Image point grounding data

# # # #

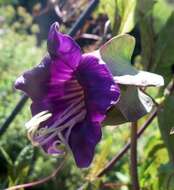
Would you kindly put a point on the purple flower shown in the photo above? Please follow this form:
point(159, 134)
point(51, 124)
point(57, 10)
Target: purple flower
point(71, 93)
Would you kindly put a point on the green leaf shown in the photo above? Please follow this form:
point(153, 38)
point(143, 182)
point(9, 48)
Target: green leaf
point(133, 105)
point(6, 156)
point(127, 13)
point(117, 54)
point(161, 12)
point(164, 56)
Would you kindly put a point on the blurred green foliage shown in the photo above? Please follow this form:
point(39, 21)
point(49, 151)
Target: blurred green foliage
point(20, 162)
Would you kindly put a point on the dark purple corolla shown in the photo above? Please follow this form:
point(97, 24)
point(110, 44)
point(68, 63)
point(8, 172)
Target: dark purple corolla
point(70, 94)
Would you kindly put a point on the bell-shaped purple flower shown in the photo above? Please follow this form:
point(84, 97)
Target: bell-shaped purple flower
point(71, 93)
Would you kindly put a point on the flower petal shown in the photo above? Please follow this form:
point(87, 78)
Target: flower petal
point(52, 85)
point(63, 47)
point(101, 92)
point(83, 139)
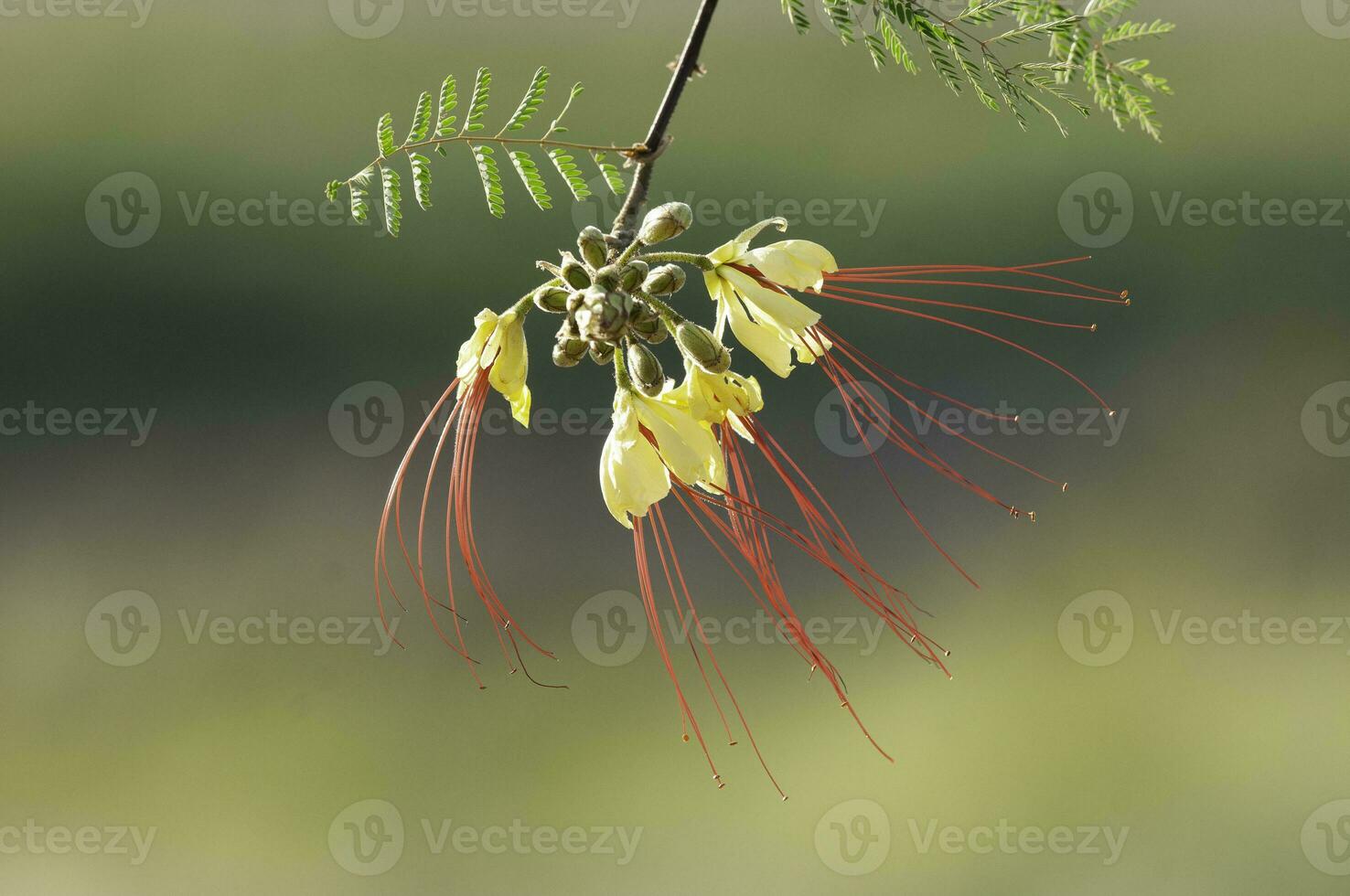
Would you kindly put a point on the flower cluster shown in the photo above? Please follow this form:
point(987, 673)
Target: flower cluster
point(616, 306)
point(690, 439)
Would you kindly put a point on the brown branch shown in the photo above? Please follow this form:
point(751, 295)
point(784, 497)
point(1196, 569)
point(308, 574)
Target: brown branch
point(626, 223)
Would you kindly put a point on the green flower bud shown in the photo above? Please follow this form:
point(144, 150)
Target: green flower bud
point(702, 347)
point(609, 277)
point(646, 324)
point(563, 355)
point(664, 221)
point(603, 352)
point(551, 298)
point(592, 244)
point(632, 275)
point(664, 280)
point(569, 347)
point(574, 272)
point(646, 370)
point(604, 314)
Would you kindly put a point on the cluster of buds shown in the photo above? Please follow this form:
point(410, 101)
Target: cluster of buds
point(610, 297)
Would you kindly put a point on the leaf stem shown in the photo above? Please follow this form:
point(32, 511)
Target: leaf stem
point(471, 139)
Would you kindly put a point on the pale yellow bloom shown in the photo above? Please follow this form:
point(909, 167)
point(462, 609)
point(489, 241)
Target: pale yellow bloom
point(768, 322)
point(498, 347)
point(635, 474)
point(721, 397)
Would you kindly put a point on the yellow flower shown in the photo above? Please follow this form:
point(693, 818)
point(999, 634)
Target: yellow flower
point(498, 347)
point(768, 322)
point(635, 473)
point(716, 397)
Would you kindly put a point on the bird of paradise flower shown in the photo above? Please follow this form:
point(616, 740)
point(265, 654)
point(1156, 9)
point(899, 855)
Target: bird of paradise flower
point(692, 440)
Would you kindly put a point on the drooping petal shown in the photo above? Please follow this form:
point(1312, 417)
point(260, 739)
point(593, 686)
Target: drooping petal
point(770, 305)
point(728, 252)
point(765, 342)
point(712, 397)
point(471, 351)
point(793, 263)
point(510, 365)
point(632, 476)
point(767, 322)
point(688, 445)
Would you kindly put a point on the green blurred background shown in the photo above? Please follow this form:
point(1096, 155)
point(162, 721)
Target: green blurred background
point(244, 501)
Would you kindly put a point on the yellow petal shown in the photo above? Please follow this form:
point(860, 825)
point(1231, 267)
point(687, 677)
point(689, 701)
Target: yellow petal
point(468, 360)
point(794, 263)
point(734, 251)
point(686, 444)
point(632, 476)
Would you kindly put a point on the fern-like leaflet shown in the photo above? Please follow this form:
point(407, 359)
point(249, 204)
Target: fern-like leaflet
point(1079, 48)
point(434, 127)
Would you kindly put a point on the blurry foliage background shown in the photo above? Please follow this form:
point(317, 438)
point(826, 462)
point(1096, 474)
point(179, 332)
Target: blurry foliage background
point(241, 502)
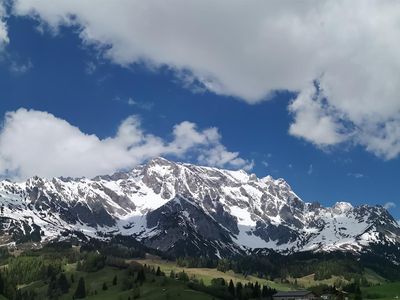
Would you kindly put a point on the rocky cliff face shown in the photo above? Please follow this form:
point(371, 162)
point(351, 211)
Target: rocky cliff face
point(185, 209)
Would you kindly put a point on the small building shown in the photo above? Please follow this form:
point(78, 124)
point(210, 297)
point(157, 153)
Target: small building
point(294, 295)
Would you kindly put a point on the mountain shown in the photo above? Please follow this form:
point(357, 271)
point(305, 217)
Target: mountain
point(184, 209)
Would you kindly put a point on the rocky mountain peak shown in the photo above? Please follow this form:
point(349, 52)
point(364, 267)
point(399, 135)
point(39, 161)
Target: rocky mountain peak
point(164, 203)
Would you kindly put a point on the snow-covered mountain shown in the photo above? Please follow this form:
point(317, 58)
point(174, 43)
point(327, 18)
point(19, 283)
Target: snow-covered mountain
point(186, 209)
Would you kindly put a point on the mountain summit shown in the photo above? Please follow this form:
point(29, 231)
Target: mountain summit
point(184, 209)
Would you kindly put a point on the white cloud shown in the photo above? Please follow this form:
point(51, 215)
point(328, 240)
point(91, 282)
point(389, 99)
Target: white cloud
point(3, 27)
point(38, 143)
point(310, 169)
point(251, 49)
point(20, 68)
point(356, 175)
point(389, 205)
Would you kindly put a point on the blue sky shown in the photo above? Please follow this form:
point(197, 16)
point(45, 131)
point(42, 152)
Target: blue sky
point(57, 72)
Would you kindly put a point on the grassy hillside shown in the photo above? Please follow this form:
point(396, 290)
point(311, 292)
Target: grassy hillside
point(153, 288)
point(207, 274)
point(384, 291)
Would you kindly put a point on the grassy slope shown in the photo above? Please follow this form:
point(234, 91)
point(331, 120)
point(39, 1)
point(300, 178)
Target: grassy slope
point(159, 289)
point(383, 291)
point(207, 274)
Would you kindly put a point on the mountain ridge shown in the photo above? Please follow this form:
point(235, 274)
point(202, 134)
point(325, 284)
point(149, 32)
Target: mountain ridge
point(174, 206)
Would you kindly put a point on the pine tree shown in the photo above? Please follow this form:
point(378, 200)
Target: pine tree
point(239, 289)
point(141, 276)
point(80, 289)
point(63, 283)
point(231, 288)
point(256, 290)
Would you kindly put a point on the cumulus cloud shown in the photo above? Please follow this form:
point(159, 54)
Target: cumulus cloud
point(389, 205)
point(251, 49)
point(3, 27)
point(356, 175)
point(38, 143)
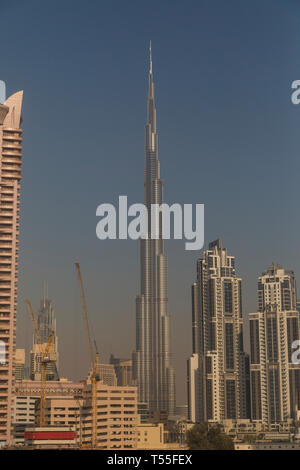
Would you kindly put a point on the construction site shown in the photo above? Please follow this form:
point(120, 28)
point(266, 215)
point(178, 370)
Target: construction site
point(95, 413)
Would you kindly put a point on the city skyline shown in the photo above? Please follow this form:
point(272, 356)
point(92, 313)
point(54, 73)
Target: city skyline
point(207, 153)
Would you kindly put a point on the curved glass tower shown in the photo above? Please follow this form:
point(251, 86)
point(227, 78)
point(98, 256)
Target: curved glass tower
point(153, 359)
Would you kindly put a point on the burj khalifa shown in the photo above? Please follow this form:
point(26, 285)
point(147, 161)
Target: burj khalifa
point(152, 358)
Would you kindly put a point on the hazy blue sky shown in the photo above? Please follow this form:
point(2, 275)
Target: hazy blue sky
point(228, 137)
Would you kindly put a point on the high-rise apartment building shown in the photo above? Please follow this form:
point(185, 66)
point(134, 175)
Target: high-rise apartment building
point(217, 385)
point(20, 364)
point(10, 176)
point(117, 417)
point(123, 370)
point(46, 323)
point(275, 379)
point(152, 359)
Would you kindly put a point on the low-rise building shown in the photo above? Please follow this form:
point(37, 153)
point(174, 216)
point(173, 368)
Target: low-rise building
point(50, 437)
point(117, 417)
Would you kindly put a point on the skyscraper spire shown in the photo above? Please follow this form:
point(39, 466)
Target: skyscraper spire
point(150, 52)
point(153, 367)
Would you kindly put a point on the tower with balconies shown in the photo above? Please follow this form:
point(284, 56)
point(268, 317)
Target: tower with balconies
point(10, 176)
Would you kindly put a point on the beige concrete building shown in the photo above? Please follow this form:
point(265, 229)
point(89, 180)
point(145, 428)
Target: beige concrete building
point(151, 436)
point(23, 415)
point(155, 437)
point(10, 176)
point(117, 417)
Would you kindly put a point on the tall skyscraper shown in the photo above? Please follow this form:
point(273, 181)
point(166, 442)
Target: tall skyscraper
point(217, 370)
point(10, 176)
point(46, 324)
point(152, 359)
point(275, 379)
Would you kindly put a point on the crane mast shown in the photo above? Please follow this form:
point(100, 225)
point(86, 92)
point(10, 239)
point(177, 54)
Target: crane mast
point(46, 358)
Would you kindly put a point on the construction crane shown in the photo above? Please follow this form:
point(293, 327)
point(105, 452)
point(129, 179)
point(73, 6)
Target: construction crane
point(93, 357)
point(46, 358)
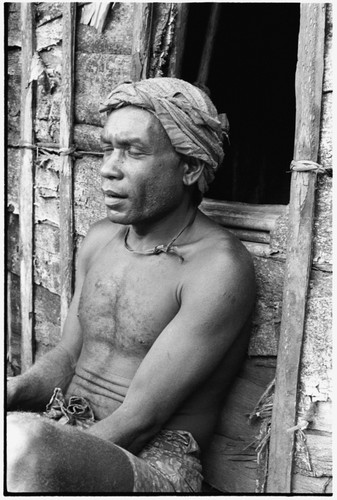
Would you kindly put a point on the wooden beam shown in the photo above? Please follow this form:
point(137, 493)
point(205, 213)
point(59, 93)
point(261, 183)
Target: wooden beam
point(309, 77)
point(142, 28)
point(243, 215)
point(26, 196)
point(209, 43)
point(176, 59)
point(66, 169)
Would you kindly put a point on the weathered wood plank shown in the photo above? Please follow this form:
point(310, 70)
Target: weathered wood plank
point(253, 236)
point(313, 456)
point(311, 485)
point(309, 77)
point(239, 403)
point(209, 43)
point(176, 59)
point(87, 137)
point(143, 13)
point(66, 142)
point(89, 206)
point(243, 215)
point(26, 186)
point(229, 467)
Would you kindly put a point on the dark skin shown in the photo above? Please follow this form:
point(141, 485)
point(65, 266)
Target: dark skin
point(150, 341)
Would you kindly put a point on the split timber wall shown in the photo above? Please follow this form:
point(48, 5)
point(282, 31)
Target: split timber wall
point(101, 61)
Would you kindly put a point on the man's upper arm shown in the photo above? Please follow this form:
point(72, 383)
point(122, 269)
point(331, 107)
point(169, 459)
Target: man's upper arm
point(215, 304)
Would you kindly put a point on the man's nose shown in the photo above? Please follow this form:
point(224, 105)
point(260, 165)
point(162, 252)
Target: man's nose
point(112, 165)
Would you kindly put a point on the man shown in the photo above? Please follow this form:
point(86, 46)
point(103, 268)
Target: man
point(158, 324)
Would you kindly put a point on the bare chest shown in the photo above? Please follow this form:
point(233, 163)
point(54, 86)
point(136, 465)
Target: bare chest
point(127, 301)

# # # #

What are the lines, exactly as written above, from the line with "Would you kindly put a point on the flower cluster" to the line with "point(144, 150)", both included? Output only those.

Solved problem |
Would you kindly put a point on the flower cluster shown in the photo above? Please follow this form:
point(987, 673)
Target: flower cluster
point(616, 306)
point(690, 439)
Would you kindly put a point on the brown branch shown in the photo above? Please follow this form:
point(751, 295)
point(784, 497)
point(1196, 569)
point(308, 574)
Target: brown branch
point(626, 223)
Would you kindly put a point on the green flower bud shown in the photo above? Please follow this form:
point(144, 150)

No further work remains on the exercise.